> EXERCISE BRIEF
Copy the lines below word for word, leaving out the pictures.

> MATERIAL TO PROCESS

^^^^

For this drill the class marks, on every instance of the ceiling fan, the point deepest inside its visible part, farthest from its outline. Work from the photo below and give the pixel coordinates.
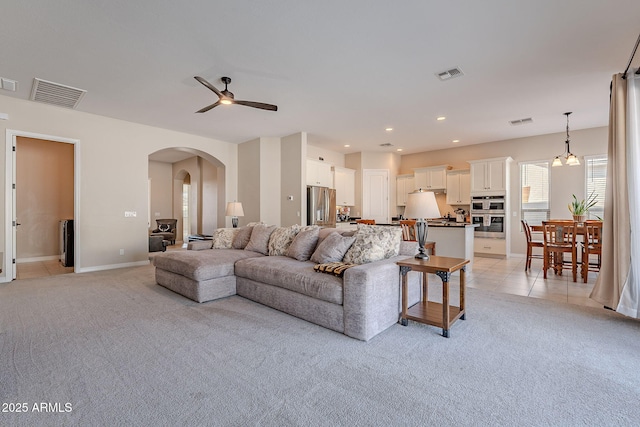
(226, 97)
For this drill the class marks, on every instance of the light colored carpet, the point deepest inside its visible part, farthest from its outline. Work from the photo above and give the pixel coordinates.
(124, 351)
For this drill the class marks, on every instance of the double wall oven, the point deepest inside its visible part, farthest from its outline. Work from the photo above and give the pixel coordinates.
(489, 213)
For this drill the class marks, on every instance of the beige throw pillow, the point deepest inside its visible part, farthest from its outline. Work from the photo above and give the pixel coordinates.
(332, 248)
(259, 241)
(303, 244)
(374, 243)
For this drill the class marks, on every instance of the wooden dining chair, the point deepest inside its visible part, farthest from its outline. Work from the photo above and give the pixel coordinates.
(591, 247)
(530, 245)
(559, 238)
(366, 221)
(409, 234)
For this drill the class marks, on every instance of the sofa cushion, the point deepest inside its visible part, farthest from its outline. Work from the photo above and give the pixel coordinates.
(259, 241)
(373, 243)
(335, 268)
(242, 237)
(332, 248)
(281, 239)
(296, 276)
(202, 265)
(223, 237)
(303, 244)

^^^^

> TASK OUTPUT
For this drill the class marks, on every instance of the ceiling fan, the point deepest inside its visible part, farthest from its outline. Work from the photo below and give the pixel coordinates.
(226, 97)
For this drill the class marks, on every instance of the light colored carpet, the point deepest inside its visible part, farthest from its outline. Work from the photo above and give the pixel coordinates.
(124, 351)
For this drill the class marks, on every instance of the double wall oven, the point deepest inside its visible part, farthest from its outline. Work from the photo above and give the pixel coordinates.
(489, 213)
For this drill the class marks, on every instance of the beige throw pillow, the point deepest inside its visible part, farthest from its outline. Work from the photo above and give the pixel coordinates.
(332, 248)
(259, 241)
(303, 244)
(374, 243)
For this drill the class marks, on every instance of the wooden dining chair, the point deepest inside its visible part, farthest from its outline. Work from the photo above and give the pixel coordinates.
(591, 247)
(530, 245)
(559, 238)
(366, 221)
(409, 234)
For this drill the class marks, on every instance of the sofa cushion, the point deepest inside its visible part, farthest from its outline. Work from the photo above and give the pixel coordinates.
(259, 241)
(373, 243)
(335, 268)
(242, 237)
(332, 248)
(281, 239)
(296, 276)
(202, 265)
(223, 237)
(303, 244)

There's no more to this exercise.